___ SOURCE RECORDS ___

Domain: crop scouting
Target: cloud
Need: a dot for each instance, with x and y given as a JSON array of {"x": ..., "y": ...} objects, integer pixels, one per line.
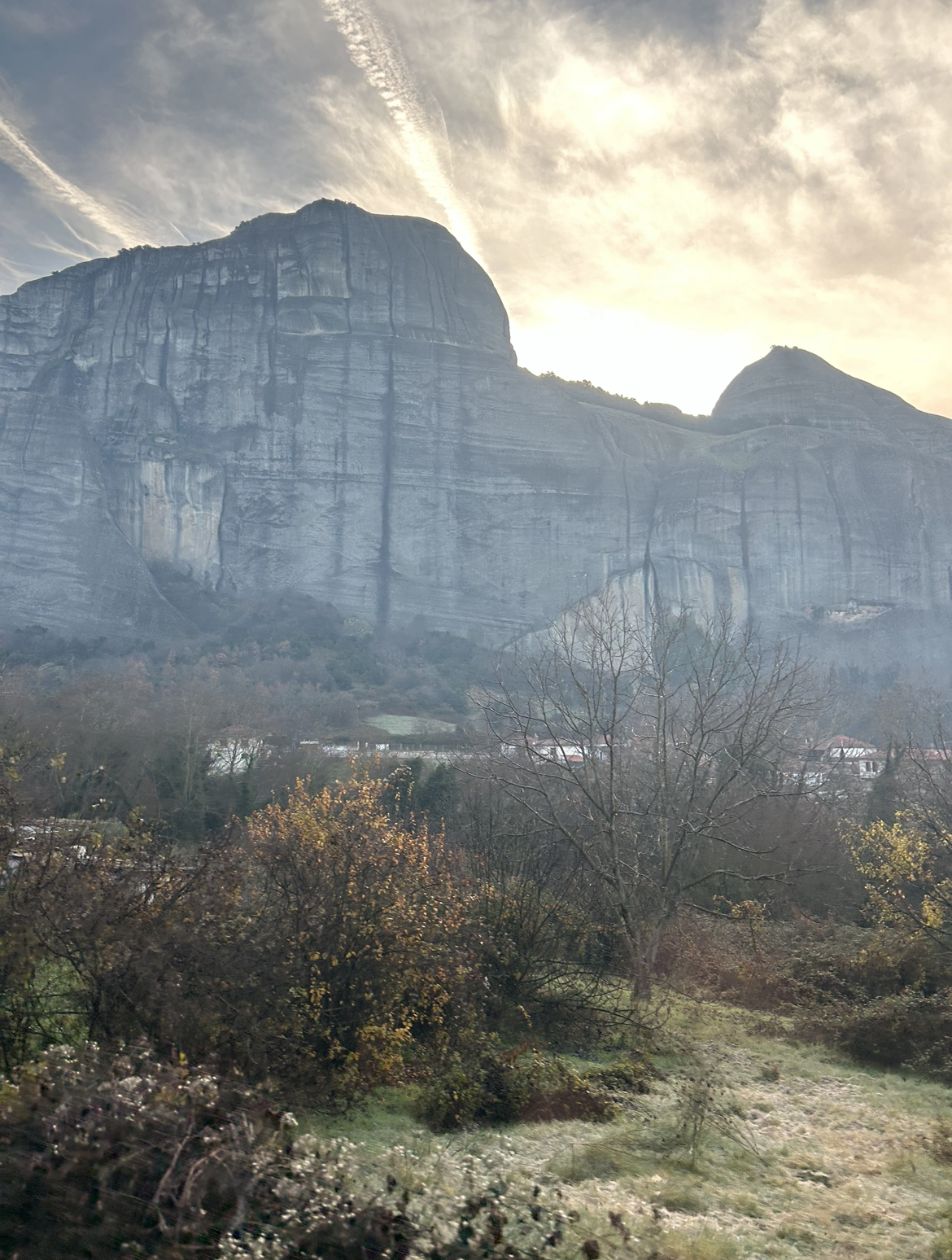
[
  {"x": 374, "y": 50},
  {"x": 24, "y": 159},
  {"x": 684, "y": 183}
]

___
___ SOURCE RECORDS ___

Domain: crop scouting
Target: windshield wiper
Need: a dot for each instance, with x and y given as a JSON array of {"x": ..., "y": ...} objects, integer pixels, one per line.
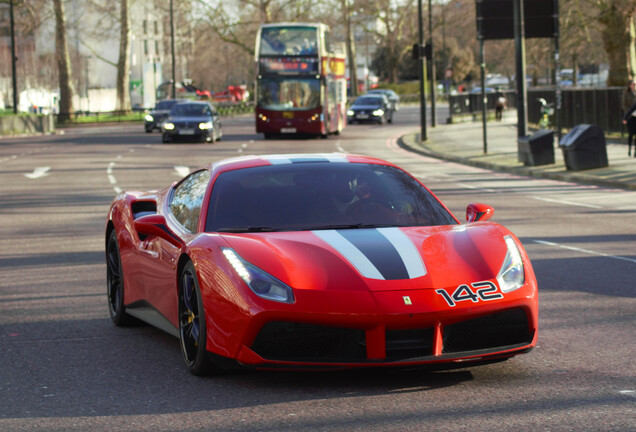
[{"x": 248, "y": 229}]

___
___ SOURCE RECORDS ___

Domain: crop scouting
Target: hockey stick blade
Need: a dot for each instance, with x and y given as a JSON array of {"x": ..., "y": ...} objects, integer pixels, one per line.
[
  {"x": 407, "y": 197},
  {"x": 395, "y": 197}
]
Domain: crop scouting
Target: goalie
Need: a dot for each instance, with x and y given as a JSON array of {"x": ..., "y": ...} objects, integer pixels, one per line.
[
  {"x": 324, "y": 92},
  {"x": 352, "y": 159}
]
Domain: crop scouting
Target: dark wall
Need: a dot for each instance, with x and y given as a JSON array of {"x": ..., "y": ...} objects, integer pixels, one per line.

___

## SET PROBLEM
Gather every line in the records above that contains the string "Target". Case counts.

## EXPECTED ANSWER
Target: cloud
Target: windshield wiper
Target: hockey stick blade
Target: goalie
Target: dark wall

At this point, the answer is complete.